— Extracted text —
>>>>>

Chart below depicts a typical case where the average performance of a large set of business-critical SQL statements suddenly degraded from sub-millisecond to 15 or 20ms, then beccome more stable around 3ms. Wide spikes are a typical trademark of an Execution Plan for one or more SQL statements flipping for some time. In order to produce a more consistent latency we needed to improve plan stability, and of course the preferred tool to achieve that on an Oracle database is SQL Plan Management.


We tested and ruled out adaptive SQL Plan Management, which is an excellent 12c new feature. But, due to the dynamics of this application, where transactional data shifts so fast, allowing this “adaptive SPM” feature to evaluate auto-captured plans using bind variable values captured a few hours earlier, rendered unfortunately false positives. These false positives “evolved” as execution plans that were numerically optimal for values captured (at the time the candidate plan was captured), but performed poorly when executed on “current” values a few hours later. Nevertheless, this 12c “adaptive SPM” new feature is worth exploring for other applications.

We adapted SPM so it would only generate SQL Plan Baselines on SQL that executes often, and that is critical for the business. The algorithm has some complexity such as candidate evaluation and SQL categorization; and besides SPB creation it also includes plan demotion and plan promotion. We have successfully implemented it in some PDBs and we are currently doing a rollout to entire CDBs. The algorithm is depicted on diagram on the left, and more details are included in corresponding presentation slides listed on the right-hand bar. I plan to talk about this topic on an international Oracle Users Group in 2018.

<<<<<

— Data entries —
>>>>>

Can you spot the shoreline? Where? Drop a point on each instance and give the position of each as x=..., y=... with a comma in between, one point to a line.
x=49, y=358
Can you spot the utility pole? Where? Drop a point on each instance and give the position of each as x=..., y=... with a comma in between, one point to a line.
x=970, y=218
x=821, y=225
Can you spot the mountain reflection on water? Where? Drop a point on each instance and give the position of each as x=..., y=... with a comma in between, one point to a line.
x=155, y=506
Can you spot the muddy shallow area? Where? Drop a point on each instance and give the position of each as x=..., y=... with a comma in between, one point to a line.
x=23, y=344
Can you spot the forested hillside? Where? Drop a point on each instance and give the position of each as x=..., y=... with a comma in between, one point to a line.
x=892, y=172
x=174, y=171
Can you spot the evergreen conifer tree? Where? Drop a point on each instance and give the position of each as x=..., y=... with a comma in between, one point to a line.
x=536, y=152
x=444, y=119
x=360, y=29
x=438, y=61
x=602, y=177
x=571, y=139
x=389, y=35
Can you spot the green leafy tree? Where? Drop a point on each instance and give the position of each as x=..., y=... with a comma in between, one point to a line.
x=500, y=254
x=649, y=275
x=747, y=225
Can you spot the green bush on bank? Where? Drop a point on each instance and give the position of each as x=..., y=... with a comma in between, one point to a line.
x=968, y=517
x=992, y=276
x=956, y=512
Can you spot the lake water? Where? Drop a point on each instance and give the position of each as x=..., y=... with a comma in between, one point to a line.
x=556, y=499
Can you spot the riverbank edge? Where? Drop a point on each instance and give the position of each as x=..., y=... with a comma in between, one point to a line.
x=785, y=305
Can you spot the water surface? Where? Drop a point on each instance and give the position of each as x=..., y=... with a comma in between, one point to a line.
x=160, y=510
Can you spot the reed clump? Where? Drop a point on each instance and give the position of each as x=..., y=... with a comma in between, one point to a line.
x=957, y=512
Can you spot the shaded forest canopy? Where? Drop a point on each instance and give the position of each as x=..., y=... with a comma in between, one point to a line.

<<<<<

— Given problem —
Echo the part of the SQL Plan Management text starting at "Chart below depicts" and ending at "SQL Plan Management.". The items have nothing to do with the SQL Plan Management text.

— Task result —
Chart below depicts a typical case where the average performance of a large set of business-critical SQL statements suddenly degraded from sub-millisecond to 15 or 20ms, then beccome more stable around 3ms. Wide spikes are a typical trademark of an Execution Plan for one or more SQL statements flipping for some time. In order to produce a more consistent latency we needed to improve plan stability, and of course the preferred tool to achieve that on an Oracle database is SQL Plan Management.